%%

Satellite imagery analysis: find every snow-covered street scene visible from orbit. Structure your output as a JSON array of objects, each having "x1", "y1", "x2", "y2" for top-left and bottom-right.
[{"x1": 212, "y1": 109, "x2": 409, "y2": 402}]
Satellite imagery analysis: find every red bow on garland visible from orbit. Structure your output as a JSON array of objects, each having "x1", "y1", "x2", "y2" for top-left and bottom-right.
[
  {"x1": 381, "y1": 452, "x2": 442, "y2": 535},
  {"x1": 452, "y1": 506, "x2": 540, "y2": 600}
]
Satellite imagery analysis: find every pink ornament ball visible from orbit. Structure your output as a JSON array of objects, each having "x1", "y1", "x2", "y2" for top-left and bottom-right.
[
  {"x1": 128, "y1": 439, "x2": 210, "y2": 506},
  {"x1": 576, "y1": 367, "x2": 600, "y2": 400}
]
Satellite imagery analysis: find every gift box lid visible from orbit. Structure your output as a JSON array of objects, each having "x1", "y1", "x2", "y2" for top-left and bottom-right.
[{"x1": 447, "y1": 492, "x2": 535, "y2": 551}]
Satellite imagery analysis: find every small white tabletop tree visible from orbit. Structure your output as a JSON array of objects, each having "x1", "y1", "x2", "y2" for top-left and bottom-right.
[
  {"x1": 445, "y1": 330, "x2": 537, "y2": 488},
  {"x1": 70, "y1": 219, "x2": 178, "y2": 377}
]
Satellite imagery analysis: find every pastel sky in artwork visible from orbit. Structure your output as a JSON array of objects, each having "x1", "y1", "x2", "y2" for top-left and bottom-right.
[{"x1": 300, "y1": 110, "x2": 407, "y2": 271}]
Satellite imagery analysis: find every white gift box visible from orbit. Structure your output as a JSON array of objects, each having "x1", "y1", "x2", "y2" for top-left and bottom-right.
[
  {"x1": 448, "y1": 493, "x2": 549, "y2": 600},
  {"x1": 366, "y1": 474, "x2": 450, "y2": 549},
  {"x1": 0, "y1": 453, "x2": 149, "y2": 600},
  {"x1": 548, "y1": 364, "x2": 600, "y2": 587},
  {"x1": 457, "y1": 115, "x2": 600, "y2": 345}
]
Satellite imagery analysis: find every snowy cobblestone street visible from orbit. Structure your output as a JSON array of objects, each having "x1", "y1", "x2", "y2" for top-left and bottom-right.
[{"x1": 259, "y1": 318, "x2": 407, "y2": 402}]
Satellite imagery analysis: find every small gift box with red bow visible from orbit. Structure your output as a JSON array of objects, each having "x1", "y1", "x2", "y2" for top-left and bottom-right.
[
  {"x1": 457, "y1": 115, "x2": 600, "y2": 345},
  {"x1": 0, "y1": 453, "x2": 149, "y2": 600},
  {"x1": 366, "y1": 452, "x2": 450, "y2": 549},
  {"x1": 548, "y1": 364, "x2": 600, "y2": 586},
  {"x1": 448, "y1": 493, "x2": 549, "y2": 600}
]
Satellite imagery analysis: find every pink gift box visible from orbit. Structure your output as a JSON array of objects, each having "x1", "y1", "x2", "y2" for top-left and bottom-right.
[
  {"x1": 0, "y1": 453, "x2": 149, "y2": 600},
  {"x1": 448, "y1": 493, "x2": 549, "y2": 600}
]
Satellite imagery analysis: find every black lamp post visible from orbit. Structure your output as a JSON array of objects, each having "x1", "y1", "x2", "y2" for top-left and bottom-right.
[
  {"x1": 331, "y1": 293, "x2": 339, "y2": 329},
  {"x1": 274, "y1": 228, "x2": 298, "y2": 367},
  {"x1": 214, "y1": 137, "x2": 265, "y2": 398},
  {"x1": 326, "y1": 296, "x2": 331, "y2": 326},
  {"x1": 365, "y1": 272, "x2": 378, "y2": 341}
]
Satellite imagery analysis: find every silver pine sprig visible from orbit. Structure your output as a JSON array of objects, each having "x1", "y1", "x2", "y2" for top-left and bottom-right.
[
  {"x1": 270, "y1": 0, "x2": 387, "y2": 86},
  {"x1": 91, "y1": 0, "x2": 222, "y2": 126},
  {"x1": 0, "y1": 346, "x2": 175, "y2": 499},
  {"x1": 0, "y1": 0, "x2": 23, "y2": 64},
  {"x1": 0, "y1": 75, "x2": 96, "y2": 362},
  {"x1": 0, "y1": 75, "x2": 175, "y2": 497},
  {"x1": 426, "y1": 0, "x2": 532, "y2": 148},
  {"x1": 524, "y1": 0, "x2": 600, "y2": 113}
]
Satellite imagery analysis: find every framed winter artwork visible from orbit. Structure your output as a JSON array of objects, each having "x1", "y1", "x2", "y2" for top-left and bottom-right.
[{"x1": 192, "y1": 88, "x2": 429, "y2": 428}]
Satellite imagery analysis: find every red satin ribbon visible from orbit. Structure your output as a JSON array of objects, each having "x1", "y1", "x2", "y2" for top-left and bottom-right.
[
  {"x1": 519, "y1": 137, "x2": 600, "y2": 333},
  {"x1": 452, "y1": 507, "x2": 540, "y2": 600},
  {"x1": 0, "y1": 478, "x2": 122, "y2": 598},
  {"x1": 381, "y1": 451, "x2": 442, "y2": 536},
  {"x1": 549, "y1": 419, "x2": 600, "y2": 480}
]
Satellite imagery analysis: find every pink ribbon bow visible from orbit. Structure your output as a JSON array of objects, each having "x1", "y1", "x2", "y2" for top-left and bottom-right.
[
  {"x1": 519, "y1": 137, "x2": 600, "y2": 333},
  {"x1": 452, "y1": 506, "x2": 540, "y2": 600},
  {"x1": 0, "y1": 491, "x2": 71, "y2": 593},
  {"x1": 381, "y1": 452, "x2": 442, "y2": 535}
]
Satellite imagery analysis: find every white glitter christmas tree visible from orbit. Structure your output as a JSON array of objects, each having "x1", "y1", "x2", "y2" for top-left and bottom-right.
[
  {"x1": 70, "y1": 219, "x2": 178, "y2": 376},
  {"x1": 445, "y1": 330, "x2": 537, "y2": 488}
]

%%

■ What is being asked
Only the lines from the one containing "Satellite imagery analysis: find every white glitter" through the last line above belong in your answer. Retype them exactly.

■ Solution to the problem
Satellite imagery analysis: find every white glitter christmas tree visible from orbit. Structure your output as a JSON array of objects, each having "x1", "y1", "x2", "y2" for top-left and bottom-right.
[
  {"x1": 70, "y1": 219, "x2": 178, "y2": 376},
  {"x1": 445, "y1": 330, "x2": 537, "y2": 488}
]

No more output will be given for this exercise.